- What you have to do -
Please rewrite the entries starting with the line that contains "Task: each <instance>" and going on through the line that contains "box: [210, 303, 443, 333]", putting "object" in place of "target" and leaving everything else the same.
▼▼▼
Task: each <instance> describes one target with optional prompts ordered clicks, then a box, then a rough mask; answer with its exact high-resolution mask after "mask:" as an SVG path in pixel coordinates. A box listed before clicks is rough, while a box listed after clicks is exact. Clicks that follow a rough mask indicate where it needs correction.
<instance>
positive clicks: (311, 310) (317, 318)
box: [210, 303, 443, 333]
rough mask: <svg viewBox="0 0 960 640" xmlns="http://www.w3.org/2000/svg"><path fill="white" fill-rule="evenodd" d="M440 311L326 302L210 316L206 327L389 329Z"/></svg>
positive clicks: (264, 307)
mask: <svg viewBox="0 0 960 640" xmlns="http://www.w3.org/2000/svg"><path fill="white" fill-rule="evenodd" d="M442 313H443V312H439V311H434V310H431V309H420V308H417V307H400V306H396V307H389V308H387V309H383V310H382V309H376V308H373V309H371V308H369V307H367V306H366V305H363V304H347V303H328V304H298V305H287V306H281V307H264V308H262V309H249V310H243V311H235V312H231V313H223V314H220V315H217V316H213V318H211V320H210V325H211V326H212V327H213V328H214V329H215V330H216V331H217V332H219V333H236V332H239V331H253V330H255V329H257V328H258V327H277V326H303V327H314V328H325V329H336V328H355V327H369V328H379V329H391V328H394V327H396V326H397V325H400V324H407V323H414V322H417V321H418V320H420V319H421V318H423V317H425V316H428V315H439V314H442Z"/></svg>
▲▲▲
▼▼▼
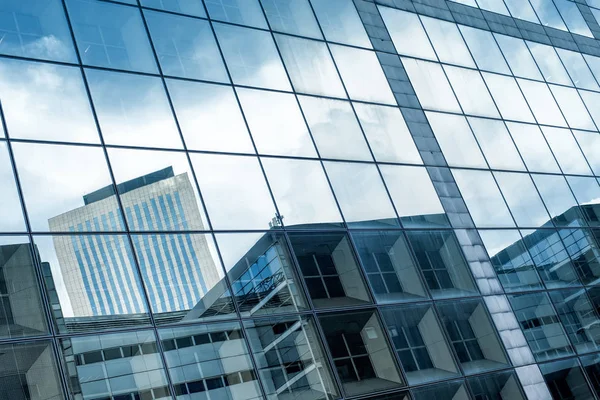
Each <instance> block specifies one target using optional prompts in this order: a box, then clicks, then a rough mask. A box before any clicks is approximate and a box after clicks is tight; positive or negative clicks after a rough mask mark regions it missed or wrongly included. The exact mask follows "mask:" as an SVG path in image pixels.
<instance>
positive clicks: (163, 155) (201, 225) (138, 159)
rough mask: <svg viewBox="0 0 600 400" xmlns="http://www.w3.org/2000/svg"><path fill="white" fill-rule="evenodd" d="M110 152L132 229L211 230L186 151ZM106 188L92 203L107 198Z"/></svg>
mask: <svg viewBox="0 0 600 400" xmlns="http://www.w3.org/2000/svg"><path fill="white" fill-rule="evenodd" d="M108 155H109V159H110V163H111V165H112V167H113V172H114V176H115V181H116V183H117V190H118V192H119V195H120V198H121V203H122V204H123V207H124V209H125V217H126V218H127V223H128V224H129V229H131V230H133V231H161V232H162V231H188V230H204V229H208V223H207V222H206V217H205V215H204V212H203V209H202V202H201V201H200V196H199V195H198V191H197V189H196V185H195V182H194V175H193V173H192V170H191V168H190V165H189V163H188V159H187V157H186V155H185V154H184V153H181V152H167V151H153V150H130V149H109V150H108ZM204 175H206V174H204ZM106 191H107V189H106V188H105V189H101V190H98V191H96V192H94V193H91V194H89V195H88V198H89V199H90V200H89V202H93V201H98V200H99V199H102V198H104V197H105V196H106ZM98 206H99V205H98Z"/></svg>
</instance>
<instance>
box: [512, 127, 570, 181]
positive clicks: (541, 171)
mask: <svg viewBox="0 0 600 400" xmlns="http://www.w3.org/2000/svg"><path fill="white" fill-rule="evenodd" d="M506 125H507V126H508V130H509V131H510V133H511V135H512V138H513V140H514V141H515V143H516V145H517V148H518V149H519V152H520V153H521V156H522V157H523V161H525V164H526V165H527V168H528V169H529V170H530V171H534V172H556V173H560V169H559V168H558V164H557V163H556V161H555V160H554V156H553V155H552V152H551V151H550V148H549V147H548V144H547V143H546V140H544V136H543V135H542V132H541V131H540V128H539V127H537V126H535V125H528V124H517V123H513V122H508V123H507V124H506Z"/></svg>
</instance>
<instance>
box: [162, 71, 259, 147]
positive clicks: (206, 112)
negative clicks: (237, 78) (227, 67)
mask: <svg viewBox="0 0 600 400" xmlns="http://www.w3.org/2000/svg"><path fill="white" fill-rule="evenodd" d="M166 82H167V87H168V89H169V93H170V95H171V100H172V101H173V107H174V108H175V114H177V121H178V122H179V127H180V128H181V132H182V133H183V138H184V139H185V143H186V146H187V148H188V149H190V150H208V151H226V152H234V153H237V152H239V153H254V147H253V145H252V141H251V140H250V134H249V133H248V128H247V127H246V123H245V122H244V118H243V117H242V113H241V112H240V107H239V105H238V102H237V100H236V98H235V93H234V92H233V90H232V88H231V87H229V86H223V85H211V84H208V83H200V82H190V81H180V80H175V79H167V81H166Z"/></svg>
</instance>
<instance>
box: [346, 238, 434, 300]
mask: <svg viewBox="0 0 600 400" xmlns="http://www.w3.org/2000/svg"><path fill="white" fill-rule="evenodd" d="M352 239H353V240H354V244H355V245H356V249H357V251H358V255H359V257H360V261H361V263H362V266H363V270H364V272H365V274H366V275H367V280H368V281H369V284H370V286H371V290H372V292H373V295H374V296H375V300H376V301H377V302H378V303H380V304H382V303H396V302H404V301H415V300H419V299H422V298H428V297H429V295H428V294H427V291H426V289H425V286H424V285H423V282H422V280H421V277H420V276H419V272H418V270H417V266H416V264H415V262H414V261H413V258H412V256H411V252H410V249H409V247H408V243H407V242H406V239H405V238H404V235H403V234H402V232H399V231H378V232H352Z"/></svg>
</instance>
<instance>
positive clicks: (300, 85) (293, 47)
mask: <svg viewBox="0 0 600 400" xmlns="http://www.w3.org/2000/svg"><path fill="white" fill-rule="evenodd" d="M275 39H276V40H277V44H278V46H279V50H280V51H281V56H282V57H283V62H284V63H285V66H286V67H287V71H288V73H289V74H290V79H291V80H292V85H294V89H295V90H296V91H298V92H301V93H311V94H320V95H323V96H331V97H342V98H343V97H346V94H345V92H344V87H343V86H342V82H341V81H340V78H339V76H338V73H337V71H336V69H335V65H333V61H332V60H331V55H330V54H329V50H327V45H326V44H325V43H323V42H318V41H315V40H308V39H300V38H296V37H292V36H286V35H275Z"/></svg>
▲▲▲
▼▼▼
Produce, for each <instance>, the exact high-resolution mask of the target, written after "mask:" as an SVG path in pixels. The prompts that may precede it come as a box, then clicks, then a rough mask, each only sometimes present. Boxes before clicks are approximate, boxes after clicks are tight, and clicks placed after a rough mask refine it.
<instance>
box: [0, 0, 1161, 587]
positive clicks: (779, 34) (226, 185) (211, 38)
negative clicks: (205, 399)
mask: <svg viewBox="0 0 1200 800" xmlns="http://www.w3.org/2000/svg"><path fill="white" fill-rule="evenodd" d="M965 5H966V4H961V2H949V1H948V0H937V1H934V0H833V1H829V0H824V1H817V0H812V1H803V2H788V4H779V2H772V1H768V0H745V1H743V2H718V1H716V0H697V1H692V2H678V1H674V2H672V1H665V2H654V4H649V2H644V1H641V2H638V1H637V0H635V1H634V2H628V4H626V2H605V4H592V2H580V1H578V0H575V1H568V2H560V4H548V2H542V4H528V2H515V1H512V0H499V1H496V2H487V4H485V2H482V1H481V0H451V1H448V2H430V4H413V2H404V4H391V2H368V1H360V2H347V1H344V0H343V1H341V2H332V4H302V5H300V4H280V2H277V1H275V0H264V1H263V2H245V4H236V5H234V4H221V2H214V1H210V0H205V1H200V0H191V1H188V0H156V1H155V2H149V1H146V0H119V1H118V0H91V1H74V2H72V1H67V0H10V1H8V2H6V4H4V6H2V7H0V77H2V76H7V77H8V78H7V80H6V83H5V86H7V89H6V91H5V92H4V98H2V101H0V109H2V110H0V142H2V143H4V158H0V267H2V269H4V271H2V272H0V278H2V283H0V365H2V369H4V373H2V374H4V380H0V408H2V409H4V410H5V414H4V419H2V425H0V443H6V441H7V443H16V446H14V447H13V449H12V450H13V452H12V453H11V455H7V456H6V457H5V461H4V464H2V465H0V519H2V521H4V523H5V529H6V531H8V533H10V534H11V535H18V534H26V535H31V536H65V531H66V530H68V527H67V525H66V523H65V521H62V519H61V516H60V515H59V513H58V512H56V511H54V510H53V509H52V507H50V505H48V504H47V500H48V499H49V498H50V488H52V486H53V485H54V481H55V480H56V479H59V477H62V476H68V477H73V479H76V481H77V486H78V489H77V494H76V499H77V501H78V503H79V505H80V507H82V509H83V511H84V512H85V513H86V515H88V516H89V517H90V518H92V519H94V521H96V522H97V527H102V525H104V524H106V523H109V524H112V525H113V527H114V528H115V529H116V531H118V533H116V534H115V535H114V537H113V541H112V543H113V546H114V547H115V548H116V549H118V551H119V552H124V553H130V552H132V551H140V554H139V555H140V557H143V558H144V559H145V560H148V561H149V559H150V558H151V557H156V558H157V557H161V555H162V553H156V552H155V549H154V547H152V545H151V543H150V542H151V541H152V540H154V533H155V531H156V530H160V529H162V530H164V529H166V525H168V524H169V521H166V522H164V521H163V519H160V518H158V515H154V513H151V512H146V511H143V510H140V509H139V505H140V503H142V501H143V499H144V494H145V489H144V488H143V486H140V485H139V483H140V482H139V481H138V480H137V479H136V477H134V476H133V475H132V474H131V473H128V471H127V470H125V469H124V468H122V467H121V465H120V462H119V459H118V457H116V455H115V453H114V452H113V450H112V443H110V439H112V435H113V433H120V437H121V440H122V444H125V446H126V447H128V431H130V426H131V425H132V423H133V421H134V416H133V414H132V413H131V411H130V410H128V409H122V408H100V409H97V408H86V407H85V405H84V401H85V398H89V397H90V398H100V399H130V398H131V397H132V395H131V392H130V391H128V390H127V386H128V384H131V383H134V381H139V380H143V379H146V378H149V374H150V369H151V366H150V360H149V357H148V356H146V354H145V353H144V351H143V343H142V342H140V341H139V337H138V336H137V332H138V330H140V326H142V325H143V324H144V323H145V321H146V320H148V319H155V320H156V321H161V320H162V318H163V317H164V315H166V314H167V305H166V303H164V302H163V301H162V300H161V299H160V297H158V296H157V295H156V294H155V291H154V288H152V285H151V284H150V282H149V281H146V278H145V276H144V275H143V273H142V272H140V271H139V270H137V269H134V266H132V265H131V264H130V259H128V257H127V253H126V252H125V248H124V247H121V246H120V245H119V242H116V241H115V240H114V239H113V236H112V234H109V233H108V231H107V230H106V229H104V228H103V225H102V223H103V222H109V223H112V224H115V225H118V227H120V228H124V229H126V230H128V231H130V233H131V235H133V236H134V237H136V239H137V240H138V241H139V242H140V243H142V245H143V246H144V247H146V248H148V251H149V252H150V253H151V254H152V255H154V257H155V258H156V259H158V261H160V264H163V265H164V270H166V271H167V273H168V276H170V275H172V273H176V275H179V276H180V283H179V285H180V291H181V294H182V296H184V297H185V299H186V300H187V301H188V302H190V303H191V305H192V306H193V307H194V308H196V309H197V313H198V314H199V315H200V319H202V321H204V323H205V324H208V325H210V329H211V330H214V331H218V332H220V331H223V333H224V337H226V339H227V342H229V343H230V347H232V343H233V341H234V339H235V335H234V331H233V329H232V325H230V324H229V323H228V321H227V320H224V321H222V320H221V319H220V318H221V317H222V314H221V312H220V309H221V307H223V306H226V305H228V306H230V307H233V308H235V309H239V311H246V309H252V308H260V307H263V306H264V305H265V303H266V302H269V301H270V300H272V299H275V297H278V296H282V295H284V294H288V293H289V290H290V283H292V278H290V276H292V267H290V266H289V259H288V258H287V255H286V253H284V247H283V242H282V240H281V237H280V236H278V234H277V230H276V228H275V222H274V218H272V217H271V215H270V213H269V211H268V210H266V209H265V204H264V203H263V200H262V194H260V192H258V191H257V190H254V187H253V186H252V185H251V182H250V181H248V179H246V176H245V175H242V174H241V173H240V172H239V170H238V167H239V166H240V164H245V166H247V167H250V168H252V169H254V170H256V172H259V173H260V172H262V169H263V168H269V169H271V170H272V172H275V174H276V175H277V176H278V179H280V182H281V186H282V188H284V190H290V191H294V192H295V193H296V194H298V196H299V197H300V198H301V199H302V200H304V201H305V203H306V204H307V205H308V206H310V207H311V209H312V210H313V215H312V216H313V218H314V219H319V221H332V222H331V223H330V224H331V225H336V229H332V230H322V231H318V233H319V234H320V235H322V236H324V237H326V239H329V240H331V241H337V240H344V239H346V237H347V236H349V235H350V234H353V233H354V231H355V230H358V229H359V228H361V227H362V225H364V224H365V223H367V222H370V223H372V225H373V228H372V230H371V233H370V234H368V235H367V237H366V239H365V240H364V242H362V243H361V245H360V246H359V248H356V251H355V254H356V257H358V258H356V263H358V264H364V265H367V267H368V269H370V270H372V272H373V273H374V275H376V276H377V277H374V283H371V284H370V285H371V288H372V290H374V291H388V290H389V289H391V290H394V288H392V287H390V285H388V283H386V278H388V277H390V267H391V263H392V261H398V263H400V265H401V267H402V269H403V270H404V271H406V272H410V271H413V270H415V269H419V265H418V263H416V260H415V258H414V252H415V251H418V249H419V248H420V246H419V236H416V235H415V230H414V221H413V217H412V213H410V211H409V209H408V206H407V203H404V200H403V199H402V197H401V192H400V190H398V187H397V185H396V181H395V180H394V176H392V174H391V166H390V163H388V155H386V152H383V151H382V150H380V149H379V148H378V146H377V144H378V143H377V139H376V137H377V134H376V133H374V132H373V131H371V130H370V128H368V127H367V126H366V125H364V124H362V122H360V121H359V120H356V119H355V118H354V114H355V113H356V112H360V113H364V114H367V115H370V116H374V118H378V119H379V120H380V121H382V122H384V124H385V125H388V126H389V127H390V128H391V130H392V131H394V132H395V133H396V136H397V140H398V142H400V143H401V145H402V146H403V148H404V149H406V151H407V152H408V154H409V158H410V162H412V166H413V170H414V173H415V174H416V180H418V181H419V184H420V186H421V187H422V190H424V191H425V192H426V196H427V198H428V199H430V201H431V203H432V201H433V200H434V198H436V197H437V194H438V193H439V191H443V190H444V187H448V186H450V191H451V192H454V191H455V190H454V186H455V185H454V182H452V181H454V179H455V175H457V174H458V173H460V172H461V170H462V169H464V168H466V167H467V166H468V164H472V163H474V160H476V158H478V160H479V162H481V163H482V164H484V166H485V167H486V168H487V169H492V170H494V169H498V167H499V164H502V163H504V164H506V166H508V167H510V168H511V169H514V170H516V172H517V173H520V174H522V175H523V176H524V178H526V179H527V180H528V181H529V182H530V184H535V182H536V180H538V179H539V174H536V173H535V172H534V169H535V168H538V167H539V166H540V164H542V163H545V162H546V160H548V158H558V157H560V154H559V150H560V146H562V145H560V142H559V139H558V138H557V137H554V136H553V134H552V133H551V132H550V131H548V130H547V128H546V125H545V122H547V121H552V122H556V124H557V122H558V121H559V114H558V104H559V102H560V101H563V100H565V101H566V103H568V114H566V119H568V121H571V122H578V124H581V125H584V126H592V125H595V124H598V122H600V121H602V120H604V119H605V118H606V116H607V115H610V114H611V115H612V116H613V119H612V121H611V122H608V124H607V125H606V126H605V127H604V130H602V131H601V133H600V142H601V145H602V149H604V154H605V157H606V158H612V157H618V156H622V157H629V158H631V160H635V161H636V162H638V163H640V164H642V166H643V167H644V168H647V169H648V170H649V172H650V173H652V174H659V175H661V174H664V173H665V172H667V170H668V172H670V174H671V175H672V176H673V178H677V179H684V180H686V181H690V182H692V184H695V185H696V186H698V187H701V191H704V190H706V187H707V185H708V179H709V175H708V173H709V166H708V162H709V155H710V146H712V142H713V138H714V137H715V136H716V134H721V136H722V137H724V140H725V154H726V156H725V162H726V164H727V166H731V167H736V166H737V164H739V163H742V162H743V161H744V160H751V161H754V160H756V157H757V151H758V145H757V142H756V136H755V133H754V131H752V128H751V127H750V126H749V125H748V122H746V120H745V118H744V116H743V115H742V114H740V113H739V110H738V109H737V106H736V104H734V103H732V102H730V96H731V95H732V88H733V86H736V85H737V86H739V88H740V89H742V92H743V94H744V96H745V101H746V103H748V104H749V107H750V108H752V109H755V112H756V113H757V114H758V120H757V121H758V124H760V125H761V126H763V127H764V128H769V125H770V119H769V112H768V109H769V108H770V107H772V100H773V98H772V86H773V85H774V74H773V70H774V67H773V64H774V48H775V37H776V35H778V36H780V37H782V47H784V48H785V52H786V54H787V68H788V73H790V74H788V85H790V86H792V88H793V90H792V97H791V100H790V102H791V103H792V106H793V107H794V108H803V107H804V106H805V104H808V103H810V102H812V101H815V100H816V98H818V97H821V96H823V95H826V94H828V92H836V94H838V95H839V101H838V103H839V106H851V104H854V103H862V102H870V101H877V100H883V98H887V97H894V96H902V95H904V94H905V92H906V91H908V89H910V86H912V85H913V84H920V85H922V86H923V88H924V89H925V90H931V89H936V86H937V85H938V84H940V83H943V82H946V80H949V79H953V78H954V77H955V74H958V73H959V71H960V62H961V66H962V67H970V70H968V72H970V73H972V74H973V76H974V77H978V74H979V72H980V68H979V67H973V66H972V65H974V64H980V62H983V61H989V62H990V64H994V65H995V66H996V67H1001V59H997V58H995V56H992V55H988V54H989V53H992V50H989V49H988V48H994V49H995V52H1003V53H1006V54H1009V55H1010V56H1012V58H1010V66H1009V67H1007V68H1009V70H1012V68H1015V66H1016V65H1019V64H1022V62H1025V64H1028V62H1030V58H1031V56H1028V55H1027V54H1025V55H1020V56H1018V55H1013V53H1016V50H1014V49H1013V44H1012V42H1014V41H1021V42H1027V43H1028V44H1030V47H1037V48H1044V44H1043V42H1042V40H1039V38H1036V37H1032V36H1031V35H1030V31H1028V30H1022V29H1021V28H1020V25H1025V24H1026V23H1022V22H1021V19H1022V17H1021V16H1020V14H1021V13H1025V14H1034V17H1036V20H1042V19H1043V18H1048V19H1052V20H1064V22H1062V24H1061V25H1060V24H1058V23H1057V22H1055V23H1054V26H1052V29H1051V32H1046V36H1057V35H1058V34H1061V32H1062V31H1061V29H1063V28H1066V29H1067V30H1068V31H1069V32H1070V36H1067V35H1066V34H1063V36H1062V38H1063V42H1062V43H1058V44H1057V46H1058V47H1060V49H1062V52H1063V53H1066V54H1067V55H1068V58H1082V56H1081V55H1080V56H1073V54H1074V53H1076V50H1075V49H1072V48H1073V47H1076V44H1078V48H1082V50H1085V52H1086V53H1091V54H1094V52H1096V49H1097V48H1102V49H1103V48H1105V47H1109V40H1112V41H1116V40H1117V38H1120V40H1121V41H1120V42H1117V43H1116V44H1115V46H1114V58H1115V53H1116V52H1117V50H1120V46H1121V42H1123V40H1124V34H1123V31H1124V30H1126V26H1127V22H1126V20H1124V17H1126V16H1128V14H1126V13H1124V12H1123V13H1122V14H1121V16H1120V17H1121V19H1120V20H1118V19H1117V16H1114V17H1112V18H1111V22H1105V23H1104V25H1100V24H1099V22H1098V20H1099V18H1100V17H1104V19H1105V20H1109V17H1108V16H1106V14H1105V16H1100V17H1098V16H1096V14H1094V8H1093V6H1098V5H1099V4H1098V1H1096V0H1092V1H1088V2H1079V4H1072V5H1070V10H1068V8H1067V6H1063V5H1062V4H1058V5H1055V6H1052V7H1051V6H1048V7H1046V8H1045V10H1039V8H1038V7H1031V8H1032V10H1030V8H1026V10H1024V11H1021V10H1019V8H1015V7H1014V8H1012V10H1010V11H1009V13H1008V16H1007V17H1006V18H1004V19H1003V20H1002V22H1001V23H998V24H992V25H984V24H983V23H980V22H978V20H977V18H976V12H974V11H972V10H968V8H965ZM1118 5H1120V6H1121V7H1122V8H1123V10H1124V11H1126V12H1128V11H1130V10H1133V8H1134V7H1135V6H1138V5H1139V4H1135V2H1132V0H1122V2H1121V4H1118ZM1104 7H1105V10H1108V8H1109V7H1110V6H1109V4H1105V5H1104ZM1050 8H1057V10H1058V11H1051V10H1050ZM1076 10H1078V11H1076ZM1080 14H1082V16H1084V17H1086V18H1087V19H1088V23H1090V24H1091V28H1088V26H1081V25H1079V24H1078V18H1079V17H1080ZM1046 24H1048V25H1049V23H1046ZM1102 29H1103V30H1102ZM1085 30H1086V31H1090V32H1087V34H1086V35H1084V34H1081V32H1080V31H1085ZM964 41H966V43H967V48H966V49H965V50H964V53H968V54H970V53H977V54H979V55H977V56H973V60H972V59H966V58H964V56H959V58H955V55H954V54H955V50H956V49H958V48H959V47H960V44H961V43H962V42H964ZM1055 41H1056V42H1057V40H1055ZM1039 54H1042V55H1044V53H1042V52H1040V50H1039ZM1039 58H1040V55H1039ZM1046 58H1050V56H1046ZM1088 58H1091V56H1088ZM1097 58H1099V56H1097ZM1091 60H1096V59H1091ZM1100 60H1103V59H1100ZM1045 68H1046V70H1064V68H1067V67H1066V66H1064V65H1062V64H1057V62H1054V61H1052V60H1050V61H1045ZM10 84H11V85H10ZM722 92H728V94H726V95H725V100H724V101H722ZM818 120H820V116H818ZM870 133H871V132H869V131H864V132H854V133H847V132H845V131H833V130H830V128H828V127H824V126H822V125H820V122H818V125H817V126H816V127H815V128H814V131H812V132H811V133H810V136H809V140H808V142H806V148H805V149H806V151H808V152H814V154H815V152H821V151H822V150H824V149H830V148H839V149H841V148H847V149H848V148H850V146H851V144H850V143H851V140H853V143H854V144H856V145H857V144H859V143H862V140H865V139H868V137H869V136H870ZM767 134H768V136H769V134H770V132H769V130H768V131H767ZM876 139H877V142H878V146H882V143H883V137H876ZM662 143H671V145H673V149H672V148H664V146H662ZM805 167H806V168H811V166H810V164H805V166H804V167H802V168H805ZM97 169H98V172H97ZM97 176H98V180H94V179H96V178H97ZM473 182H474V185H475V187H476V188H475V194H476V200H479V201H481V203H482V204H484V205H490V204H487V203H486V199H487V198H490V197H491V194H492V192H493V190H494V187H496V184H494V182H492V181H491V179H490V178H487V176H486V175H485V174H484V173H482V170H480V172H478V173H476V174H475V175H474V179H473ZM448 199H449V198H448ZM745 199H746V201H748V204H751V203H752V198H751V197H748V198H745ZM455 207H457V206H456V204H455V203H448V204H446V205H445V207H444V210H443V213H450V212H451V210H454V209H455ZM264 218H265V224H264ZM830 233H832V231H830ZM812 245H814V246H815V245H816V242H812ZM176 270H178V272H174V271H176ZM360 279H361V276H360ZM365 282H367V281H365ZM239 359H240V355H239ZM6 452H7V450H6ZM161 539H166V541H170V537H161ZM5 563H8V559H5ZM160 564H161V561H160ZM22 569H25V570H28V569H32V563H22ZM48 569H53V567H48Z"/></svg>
▲▲▲
- Solved exercise -
Task: each <instance> describes one object with optional prompts ordered clicks, then a box, then a rough mask; answer with its exact high-resolution mask after "mask:" as an SVG path in pixel coordinates. A box listed before clicks is rough, while a box listed after clicks is exact. Clicks that follow a rough mask indicate where it needs correction.
<instance>
positive clicks: (311, 310) (317, 318)
box: [210, 303, 443, 333]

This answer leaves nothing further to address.